> _Extract to read_:
________________
John Martel (fl. 1713–1718, first name occasionally James and originally Jean) was a French pirate active in the Caribbean.

History

Martel began his career as a privateer during the War of Spanish Succession, turning to piracy after the Treaty of Utrecht ended the war. By September 1713 he was active off Jamaica taking several ships with his 8-gun, 80-man sloop. He soon traded up to larger ships, keeping the best for his growing fleet. He forced a number of captured sailors to serve on his ships but let most of his captives go. At one point he swapped with the master of a captured ship, taking his vessel but giving him a prize ship in trade and setting him free.
________________
> _Extracted entries_:
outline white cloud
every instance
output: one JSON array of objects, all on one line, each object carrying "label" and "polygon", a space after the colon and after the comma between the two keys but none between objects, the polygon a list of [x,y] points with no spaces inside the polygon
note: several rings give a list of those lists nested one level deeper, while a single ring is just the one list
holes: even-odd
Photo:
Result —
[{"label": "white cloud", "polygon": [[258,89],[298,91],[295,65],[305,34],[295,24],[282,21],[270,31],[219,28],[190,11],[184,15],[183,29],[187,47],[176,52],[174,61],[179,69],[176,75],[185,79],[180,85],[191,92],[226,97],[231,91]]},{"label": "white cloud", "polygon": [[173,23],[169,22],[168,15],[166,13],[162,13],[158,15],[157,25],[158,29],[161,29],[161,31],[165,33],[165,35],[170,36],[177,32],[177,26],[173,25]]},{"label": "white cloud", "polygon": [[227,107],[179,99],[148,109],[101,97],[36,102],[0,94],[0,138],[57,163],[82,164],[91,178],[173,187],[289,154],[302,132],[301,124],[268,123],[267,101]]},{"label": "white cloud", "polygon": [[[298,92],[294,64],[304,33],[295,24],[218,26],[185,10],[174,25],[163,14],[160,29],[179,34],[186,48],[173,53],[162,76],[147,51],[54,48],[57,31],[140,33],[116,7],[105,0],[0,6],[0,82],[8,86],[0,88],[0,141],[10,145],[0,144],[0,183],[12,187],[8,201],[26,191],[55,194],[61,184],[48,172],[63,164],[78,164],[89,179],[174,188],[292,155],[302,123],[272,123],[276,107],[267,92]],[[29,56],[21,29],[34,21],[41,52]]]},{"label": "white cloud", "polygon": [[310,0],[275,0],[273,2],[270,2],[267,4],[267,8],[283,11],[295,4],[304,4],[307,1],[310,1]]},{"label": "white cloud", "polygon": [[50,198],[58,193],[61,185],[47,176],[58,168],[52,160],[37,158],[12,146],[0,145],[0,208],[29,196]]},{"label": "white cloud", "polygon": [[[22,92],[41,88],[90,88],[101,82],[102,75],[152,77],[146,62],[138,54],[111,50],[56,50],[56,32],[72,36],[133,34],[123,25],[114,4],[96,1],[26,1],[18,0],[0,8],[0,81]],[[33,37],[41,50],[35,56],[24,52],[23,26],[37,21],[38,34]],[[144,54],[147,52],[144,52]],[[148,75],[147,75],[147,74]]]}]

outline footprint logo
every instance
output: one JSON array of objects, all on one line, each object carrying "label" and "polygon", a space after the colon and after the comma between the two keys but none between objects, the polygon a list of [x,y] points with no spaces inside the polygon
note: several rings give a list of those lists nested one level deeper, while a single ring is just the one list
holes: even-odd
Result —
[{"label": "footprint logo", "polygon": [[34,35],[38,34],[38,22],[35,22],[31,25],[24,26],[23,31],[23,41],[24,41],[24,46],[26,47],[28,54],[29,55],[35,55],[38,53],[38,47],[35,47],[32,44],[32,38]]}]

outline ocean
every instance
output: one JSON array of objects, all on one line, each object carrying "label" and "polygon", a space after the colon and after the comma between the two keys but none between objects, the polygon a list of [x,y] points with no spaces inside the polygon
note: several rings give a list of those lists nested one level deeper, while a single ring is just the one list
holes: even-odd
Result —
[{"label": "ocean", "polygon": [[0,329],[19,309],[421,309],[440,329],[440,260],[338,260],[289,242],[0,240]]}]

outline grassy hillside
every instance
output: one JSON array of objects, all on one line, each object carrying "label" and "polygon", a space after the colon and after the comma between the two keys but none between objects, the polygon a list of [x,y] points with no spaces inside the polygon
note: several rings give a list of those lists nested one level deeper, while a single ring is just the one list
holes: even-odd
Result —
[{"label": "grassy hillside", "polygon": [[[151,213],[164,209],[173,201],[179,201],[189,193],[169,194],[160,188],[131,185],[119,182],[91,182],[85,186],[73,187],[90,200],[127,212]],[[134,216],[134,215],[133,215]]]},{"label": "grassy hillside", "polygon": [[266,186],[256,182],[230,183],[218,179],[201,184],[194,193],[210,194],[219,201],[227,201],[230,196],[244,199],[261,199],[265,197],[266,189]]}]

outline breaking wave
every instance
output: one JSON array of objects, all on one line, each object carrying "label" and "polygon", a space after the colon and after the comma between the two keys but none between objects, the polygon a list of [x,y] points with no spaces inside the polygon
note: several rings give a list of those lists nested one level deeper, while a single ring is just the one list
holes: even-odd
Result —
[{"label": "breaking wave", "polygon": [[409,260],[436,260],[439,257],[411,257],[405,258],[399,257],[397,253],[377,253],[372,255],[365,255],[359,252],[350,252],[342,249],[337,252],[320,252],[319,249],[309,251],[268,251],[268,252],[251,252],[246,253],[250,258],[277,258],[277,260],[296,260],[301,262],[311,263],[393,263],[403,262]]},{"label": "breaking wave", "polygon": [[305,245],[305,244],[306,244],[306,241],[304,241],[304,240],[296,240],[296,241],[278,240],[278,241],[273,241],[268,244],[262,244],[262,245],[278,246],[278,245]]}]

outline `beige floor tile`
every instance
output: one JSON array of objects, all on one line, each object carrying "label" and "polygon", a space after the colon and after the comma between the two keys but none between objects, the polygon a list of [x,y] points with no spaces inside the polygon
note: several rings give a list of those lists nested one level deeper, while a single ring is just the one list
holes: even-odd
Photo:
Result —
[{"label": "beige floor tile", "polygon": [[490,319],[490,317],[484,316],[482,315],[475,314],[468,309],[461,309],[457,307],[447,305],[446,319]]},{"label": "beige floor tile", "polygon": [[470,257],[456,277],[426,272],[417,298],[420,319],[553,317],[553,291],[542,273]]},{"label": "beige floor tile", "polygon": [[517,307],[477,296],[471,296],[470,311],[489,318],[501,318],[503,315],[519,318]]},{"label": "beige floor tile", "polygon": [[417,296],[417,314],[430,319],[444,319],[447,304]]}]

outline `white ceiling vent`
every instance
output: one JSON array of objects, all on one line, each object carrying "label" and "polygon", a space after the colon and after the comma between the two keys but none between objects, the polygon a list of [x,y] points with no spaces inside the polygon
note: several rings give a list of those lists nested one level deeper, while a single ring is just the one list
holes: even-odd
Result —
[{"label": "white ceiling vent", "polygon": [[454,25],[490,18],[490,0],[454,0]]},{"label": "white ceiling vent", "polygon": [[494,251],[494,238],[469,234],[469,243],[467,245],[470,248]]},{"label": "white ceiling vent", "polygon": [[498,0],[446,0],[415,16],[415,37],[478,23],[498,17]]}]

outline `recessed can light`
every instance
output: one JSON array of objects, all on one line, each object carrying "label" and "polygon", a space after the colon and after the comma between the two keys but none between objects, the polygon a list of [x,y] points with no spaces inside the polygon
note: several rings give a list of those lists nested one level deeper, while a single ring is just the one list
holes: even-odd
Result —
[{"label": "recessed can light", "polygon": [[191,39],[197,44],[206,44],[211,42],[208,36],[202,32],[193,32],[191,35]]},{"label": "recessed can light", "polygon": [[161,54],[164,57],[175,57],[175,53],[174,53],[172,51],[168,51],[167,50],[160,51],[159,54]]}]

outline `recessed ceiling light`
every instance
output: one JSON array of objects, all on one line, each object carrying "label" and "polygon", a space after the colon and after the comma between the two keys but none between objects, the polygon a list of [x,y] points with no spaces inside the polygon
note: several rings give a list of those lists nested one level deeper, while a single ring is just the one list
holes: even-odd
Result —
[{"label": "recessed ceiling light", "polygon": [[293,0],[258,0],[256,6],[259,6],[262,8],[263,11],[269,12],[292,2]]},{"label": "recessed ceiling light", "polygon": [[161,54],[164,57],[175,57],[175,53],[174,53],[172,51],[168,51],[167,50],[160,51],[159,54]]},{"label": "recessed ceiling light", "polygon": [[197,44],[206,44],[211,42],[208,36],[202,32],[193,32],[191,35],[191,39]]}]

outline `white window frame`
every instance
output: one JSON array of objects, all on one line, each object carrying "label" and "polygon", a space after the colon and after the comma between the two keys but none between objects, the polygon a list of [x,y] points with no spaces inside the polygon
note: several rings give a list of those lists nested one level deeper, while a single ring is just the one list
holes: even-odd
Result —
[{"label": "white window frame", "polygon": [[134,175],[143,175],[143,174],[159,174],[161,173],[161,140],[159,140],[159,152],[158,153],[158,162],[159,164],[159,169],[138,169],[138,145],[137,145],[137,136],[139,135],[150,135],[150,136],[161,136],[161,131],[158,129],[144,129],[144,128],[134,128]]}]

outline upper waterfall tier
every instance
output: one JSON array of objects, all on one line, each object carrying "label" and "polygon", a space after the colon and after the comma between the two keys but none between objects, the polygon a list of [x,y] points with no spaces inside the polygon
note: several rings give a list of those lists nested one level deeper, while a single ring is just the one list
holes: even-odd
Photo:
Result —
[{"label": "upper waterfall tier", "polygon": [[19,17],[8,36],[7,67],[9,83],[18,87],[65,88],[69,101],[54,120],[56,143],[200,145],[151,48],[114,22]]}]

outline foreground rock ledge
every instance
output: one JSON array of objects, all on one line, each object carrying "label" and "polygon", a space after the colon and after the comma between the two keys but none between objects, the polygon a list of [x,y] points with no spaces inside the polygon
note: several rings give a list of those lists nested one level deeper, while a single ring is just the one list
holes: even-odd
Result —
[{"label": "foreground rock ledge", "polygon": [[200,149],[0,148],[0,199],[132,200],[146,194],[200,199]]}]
________________
> _Exercise requirements_:
In the extract about John Martel, what ended the war and led Martel to turn from privateering to piracy?

> _Complete response_:
The Treaty of Utrecht